- _Work to be completed_:
Present every line of the records below as a Markdown table with the columns Row and Line. Number the rows in order and leave out blank lines.

**********

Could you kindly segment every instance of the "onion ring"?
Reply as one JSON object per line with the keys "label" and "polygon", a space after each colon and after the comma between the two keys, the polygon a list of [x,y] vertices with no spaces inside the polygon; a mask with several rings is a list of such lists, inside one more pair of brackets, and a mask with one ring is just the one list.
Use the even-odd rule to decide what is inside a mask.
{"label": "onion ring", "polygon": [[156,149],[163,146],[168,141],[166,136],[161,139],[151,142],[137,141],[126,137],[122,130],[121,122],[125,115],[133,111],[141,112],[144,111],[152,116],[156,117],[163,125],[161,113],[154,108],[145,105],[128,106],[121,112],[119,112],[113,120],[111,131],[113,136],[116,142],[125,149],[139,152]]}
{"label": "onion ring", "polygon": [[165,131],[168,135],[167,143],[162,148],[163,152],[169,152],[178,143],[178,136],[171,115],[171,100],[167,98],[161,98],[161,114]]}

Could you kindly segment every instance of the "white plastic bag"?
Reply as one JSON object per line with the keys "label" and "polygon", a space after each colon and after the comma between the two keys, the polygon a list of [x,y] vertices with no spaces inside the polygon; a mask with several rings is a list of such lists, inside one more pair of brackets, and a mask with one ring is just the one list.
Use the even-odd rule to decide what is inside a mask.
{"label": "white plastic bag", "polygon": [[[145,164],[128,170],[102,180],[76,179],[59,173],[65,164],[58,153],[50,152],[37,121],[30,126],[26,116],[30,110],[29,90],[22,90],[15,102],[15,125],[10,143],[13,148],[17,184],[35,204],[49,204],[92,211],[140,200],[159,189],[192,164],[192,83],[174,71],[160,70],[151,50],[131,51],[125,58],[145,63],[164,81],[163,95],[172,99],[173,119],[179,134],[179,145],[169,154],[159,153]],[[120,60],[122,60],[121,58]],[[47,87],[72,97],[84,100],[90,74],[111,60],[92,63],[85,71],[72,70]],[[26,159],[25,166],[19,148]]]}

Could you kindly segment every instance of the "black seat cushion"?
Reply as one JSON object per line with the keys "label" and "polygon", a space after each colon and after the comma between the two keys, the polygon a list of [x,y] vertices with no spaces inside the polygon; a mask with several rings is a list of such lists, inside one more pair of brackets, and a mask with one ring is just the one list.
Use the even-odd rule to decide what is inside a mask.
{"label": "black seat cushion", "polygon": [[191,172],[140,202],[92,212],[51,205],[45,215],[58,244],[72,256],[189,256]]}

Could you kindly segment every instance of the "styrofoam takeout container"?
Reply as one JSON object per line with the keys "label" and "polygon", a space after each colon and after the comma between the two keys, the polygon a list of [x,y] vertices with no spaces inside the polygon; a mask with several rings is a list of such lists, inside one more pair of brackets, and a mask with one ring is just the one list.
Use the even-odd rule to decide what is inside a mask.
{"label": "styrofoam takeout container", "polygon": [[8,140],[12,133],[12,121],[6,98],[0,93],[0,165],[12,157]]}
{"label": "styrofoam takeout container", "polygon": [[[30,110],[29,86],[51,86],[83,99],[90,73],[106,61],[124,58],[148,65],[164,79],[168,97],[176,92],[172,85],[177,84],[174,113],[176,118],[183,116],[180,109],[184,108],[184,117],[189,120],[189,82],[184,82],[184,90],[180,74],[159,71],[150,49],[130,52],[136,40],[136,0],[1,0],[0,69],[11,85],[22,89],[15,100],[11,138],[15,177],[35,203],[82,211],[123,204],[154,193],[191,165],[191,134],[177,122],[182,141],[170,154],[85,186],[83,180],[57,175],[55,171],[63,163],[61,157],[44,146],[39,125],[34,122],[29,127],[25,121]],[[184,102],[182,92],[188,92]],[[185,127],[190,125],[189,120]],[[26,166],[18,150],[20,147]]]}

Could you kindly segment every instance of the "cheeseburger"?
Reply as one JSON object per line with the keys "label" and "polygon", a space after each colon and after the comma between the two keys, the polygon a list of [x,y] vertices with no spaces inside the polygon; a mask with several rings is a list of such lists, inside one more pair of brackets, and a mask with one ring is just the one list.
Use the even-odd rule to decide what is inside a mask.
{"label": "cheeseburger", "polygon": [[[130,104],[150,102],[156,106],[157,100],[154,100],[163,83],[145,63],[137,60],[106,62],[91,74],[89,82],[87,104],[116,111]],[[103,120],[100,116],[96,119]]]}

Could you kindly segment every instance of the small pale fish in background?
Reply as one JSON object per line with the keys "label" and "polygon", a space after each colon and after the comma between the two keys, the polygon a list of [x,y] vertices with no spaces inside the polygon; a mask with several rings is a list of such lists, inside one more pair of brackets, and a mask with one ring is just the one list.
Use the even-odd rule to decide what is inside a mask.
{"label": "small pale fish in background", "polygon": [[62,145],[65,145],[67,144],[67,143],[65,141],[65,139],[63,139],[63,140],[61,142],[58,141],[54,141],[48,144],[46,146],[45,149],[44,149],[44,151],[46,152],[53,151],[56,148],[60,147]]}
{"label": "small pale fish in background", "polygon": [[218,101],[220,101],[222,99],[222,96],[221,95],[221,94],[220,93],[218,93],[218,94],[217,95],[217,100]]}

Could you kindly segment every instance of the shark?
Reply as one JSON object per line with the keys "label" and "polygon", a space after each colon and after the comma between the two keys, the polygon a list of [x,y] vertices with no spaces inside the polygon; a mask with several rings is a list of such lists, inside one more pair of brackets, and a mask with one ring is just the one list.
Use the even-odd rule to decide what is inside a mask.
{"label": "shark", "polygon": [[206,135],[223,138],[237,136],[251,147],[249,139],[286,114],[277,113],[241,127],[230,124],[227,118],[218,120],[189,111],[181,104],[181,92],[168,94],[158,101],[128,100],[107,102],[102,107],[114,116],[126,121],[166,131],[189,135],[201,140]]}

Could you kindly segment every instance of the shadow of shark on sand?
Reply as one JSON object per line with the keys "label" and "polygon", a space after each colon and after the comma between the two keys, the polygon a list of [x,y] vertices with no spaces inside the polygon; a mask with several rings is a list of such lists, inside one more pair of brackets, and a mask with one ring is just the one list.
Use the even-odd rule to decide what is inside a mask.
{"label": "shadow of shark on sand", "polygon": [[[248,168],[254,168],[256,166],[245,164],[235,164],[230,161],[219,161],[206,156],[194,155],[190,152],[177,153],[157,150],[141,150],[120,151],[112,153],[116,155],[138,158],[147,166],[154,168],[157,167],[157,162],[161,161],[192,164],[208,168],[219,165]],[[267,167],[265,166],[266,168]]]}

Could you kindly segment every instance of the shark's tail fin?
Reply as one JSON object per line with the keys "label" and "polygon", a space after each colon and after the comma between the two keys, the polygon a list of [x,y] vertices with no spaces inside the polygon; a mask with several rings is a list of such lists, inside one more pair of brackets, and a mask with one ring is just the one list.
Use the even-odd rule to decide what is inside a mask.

**********

- _In response_:
| Row | Line |
|---|---|
| 1 | Could you kindly segment every instance of the "onion ring"? |
| 2 | Reply as one JSON object per line with the keys "label" and "polygon", a space after each colon and after the comma between the two keys, the polygon a list of [x,y] vertices with no spaces inside the polygon; a mask with several rings is a list of such lists, inside one more pair of brackets, and a mask with one ring is just the one list. |
| 3 | Use the even-odd rule to decide what is inside a mask. |
| 4 | {"label": "onion ring", "polygon": [[156,149],[163,146],[168,141],[166,136],[161,139],[151,142],[137,141],[126,137],[122,130],[121,122],[125,115],[133,111],[141,112],[144,111],[152,116],[156,117],[163,125],[161,113],[154,108],[145,105],[128,106],[121,112],[119,112],[113,120],[111,131],[113,136],[116,142],[125,149],[139,152]]} |
| 5 | {"label": "onion ring", "polygon": [[165,131],[168,135],[167,143],[162,148],[163,152],[169,152],[178,143],[178,136],[171,115],[171,100],[167,98],[161,98],[161,114]]} |
| 6 | Could you kindly segment every instance of the "white plastic bag"? |
| 7 | Reply as one JSON object per line with the keys "label" and "polygon", a space after each colon and after the comma between the two keys, the polygon a list of [x,y] vertices with no spaces inside the polygon; a mask with several rings is a list of such lists, inside one more pair of brackets, and a mask with one ring is just the one list. |
| 8 | Use the even-odd rule to decide what is inside a mask. |
| 9 | {"label": "white plastic bag", "polygon": [[[145,164],[128,170],[102,180],[76,179],[59,173],[65,164],[58,153],[50,152],[37,121],[30,126],[26,116],[30,110],[29,90],[22,90],[15,102],[15,125],[10,143],[13,148],[17,184],[35,204],[49,204],[92,211],[140,200],[159,189],[192,164],[192,83],[174,71],[160,70],[151,50],[131,51],[125,58],[145,63],[164,81],[163,95],[172,99],[173,119],[179,134],[179,145],[169,154],[159,153]],[[120,60],[122,60],[121,58]],[[47,87],[72,97],[84,100],[90,74],[111,60],[92,63],[85,71],[72,70]],[[26,159],[25,166],[19,148]]]} |
| 10 | Could you kindly segment every instance of the "black seat cushion"? |
| 11 | Reply as one JSON object per line with the keys "label" and "polygon", a space after each colon and after the comma between the two keys, the polygon a list of [x,y] vertices with no spaces inside the polygon; a mask with several rings is a list of such lists, inside one more pair of brackets, and a mask with one ring is just the one list. |
| 12 | Use the even-odd rule to decide what is inside a mask. |
| 13 | {"label": "black seat cushion", "polygon": [[191,172],[140,202],[92,212],[51,205],[45,215],[58,244],[72,256],[189,256]]} |
| 14 | Could you kindly segment every instance of the "styrofoam takeout container"? |
| 15 | Reply as one JSON object per line with the keys "label" and "polygon", a space after each colon and after the comma between the two keys, the polygon a list of [x,y] vertices with no spaces inside the polygon; a mask with several rings is a list of such lists, inside one more pair of brackets, and a mask with one ring is just the one list. |
| 16 | Use the even-odd rule to decide what is inside a mask. |
| 17 | {"label": "styrofoam takeout container", "polygon": [[8,140],[12,133],[12,121],[6,98],[0,93],[0,165],[12,157]]} |
| 18 | {"label": "styrofoam takeout container", "polygon": [[[30,110],[29,86],[51,86],[83,99],[90,73],[106,61],[124,58],[148,65],[164,79],[168,97],[176,92],[172,85],[177,84],[174,113],[176,118],[183,116],[180,109],[184,108],[184,117],[189,120],[189,82],[184,82],[184,90],[180,74],[159,71],[150,49],[130,52],[136,40],[136,0],[1,0],[0,69],[11,85],[22,89],[15,100],[11,138],[15,177],[35,203],[82,211],[123,204],[154,193],[191,165],[191,134],[177,122],[182,141],[170,154],[85,186],[83,180],[57,175],[55,171],[63,163],[61,157],[44,146],[39,125],[34,122],[29,127],[25,121]],[[184,102],[182,92],[188,92]],[[185,127],[190,125],[189,120]],[[26,166],[18,150],[20,147]]]} |
| 19 | Could you kindly segment every instance of the "cheeseburger"? |
| 20 | Reply as one JSON object per line with the keys "label" and "polygon", a space after each colon and after the comma between the two keys, the polygon a list of [x,y] vertices with no spaces inside the polygon; a mask with several rings is a list of such lists, inside one more pair of brackets, and a mask with one ring is just the one list. |
| 21 | Use the even-odd rule to decide what is inside a mask. |
| 22 | {"label": "cheeseburger", "polygon": [[[130,104],[150,102],[156,106],[157,100],[154,100],[163,83],[145,63],[137,60],[106,62],[91,74],[89,82],[87,104],[116,111]],[[103,120],[100,116],[96,119]]]} |
| 23 | Could you kindly segment every instance of the small pale fish in background? |
| 24 | Reply as one JSON object per line with the keys "label" and "polygon", a space after each colon and after the comma between the two keys, the polygon a list of [x,y] vertices with no spaces inside the polygon; a mask with several rings is a list of such lists, inside one more pair of brackets, and a mask with one ring is just the one list. |
| 25 | Use the even-odd rule to decide what is inside a mask. |
| 26 | {"label": "small pale fish in background", "polygon": [[62,145],[65,145],[67,144],[67,143],[65,141],[65,139],[63,139],[63,140],[61,142],[58,141],[54,141],[48,144],[46,146],[45,149],[44,149],[44,151],[46,152],[53,151],[56,148],[60,147]]} |
| 27 | {"label": "small pale fish in background", "polygon": [[218,101],[220,101],[222,99],[222,96],[221,95],[221,94],[220,93],[218,93],[218,94],[217,95],[217,100]]} |
| 28 | Could you kindly segment every instance of the shark? |
| 29 | Reply as one JSON object per line with the keys "label" and "polygon", a space after each colon and after the comma between the two keys, the polygon a list of [x,y] vertices with no spaces inside the polygon; a mask with several rings is a list of such lists, inside one more pair of brackets, and a mask with one ring is just the one list. |
| 30 | Use the even-odd rule to decide what is inside a mask. |
| 31 | {"label": "shark", "polygon": [[206,135],[223,138],[237,136],[251,147],[249,139],[286,114],[277,113],[241,127],[230,124],[227,118],[218,120],[189,111],[181,104],[181,92],[168,94],[158,101],[128,100],[107,102],[102,107],[114,116],[126,121],[166,131],[189,135],[201,140]]} |
| 32 | Could you kindly segment every instance of the shadow of shark on sand? |
| 33 | Reply as one JSON object per line with the keys "label" and "polygon", a space after each colon and after the comma between the two keys, the polygon a list of [x,y] vertices with no spaces inside the polygon; a mask with several rings is a list of such lists, inside one more pair of brackets, and a mask with one ring is just the one list. |
| 34 | Use the even-odd rule to decide what is inside a mask. |
| 35 | {"label": "shadow of shark on sand", "polygon": [[[248,168],[254,168],[256,166],[245,164],[235,164],[230,161],[219,161],[206,156],[194,155],[190,152],[177,153],[157,150],[141,150],[120,151],[112,153],[116,155],[138,158],[147,166],[154,168],[157,167],[157,162],[161,161],[192,164],[208,168],[219,165]],[[267,167],[265,166],[266,168]]]} |
| 36 | Could you kindly segment every instance of the shark's tail fin? |
| 37 | Reply as one JSON object per line with the keys "label" and "polygon", a space after each colon and after the comma between the two keys, the polygon a list of [x,y] vertices with no spaces inside the polygon; a mask with several rings is a list of such lists, inside one more pair of brackets, and a mask with one ring is just the one list. |
| 38 | Use the even-odd rule to decide what is inside a mask. |